Region pointing data:
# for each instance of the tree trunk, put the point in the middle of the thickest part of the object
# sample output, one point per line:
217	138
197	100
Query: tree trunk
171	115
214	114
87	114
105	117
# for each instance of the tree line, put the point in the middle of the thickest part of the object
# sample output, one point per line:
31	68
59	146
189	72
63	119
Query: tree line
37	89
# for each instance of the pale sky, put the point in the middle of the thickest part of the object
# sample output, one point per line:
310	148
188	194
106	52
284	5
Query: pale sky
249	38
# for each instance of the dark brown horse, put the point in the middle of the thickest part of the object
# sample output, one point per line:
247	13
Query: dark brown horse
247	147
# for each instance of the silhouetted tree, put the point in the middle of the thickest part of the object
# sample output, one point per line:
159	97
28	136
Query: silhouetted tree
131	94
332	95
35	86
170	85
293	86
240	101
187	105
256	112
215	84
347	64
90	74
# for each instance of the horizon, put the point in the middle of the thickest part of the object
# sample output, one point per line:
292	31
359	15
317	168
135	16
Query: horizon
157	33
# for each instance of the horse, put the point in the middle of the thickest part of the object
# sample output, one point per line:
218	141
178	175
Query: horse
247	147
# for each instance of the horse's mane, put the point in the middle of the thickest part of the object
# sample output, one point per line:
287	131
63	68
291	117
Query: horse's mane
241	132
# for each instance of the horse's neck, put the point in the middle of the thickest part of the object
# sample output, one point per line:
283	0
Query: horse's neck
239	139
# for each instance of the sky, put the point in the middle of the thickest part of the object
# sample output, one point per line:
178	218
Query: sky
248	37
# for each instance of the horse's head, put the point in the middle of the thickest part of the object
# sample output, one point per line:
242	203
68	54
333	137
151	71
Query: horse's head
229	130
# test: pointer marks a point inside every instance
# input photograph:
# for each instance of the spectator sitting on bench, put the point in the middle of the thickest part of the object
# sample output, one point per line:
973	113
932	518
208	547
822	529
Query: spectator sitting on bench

What you should do: The answer must consist of every line above that holds the string "bench", copied exactly.

Solved exercise:
# for each instance of the spectator sitting on bench, put the point in the middle of the thickest part of the object
Query: spectator sitting on bench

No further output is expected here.